Problem to solve: Please quote every line word for word.

Extracted entries:
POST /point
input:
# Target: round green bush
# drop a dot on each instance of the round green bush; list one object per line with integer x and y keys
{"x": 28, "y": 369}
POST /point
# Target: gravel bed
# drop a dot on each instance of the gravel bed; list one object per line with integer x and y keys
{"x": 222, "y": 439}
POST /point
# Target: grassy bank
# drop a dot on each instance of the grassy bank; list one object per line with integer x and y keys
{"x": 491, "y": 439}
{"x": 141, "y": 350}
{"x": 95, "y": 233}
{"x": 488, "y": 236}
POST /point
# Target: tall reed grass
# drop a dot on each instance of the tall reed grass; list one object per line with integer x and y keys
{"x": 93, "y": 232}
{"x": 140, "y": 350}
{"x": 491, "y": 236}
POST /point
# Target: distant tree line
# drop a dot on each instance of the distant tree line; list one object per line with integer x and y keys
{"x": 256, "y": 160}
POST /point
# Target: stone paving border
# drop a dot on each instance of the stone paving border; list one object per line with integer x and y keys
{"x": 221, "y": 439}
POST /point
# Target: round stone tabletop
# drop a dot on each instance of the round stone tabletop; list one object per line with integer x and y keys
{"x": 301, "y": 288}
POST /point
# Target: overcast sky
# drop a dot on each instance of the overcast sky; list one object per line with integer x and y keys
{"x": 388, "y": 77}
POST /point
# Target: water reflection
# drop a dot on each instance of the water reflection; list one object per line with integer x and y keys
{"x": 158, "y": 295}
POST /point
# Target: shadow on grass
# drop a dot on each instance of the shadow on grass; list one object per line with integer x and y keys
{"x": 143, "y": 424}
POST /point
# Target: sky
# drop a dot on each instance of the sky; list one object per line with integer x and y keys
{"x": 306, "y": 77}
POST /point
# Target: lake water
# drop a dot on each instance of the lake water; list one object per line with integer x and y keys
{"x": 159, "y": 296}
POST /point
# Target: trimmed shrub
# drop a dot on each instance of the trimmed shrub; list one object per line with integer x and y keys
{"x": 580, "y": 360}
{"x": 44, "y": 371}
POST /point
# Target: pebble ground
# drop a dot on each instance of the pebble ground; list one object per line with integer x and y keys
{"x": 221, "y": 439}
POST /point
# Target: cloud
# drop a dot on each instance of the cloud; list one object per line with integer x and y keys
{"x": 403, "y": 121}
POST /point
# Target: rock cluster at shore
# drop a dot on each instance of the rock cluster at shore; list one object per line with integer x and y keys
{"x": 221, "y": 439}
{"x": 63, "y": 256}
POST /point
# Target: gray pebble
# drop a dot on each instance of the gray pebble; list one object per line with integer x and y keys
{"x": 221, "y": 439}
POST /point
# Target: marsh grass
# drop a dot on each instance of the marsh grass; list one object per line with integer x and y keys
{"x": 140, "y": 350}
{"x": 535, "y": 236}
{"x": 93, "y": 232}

Response:
POST /point
input:
# Target: round green bush
# drop a dot on each instance of the round green bush; list one object per line with integer x and y keys
{"x": 28, "y": 369}
POST /point
# Target: gravel bed
# drop a dot on each instance of the gravel bed; list one object per line with integer x and y keys
{"x": 222, "y": 439}
POST /point
# Target: grassy bank
# drop a dot on each instance of the grassy bank; list one object per line with integer x and y keys
{"x": 491, "y": 439}
{"x": 141, "y": 350}
{"x": 95, "y": 233}
{"x": 488, "y": 236}
POST /point
# Target: tall reed grass
# drop a dot on each instance of the tall reed grass; list one object per line with integer x and y keys
{"x": 93, "y": 232}
{"x": 140, "y": 350}
{"x": 491, "y": 236}
POST /point
# Target: distant tree line
# drop a dot on each instance of the distant tree line; list one object per line with integer x and y keys
{"x": 256, "y": 160}
POST /point
# Target: stone paving border
# drop a dot on each instance of the stone paving border; list one object per line with integer x and y keys
{"x": 221, "y": 439}
POST /point
# Target: round stone tabletop
# drop a dot on each instance of the round stone tabletop; list one object per line with integer x and y keys
{"x": 301, "y": 288}
POST /point
# Target: overcast sky
# drop a dot on each instance of the overcast sky; list one object per line with integer x and y keys
{"x": 388, "y": 77}
POST /point
# Target: water reflection
# drop a dot on each instance of the water reflection; list one object per line with integer x and y keys
{"x": 158, "y": 295}
POST /point
# Target: shadow on grass
# drop a dot on each instance of the shadow on grass; list one object per line with integer x and y keys
{"x": 143, "y": 424}
POST /point
# Target: sky
# drop a dot on each instance of the sky; list one object per line with integer x and y keys
{"x": 306, "y": 77}
POST /point
# Target: lake water
# drop a dot on each instance of the lake water; list one object per line with integer x and y keys
{"x": 159, "y": 296}
POST /point
# Target: trimmed shrub
# drop a dot on each instance of the trimmed shrub; list one object per line with integer x and y keys
{"x": 580, "y": 360}
{"x": 44, "y": 371}
POST /point
# Target: pebble ground
# drop a dot on each instance of the pebble ground; list one object per line with integer x and y keys
{"x": 221, "y": 439}
POST /point
# Target: cloud
# drop a dot on each instance of the cloud; list one object per line with integer x and y keys
{"x": 403, "y": 121}
POST /point
# Target: rock cluster at shore
# drop a dot on each instance of the rock cluster at shore; list one object per line with integer x and y keys
{"x": 221, "y": 439}
{"x": 63, "y": 256}
POST /point
# Target: gray pebble
# drop a dot on each instance of the gray pebble; list one object per line with integer x and y keys
{"x": 221, "y": 439}
POST /point
# Target: marsh grass
# drop a dot on each instance of the marsh grass; list one object per line with integer x and y keys
{"x": 140, "y": 350}
{"x": 535, "y": 236}
{"x": 93, "y": 232}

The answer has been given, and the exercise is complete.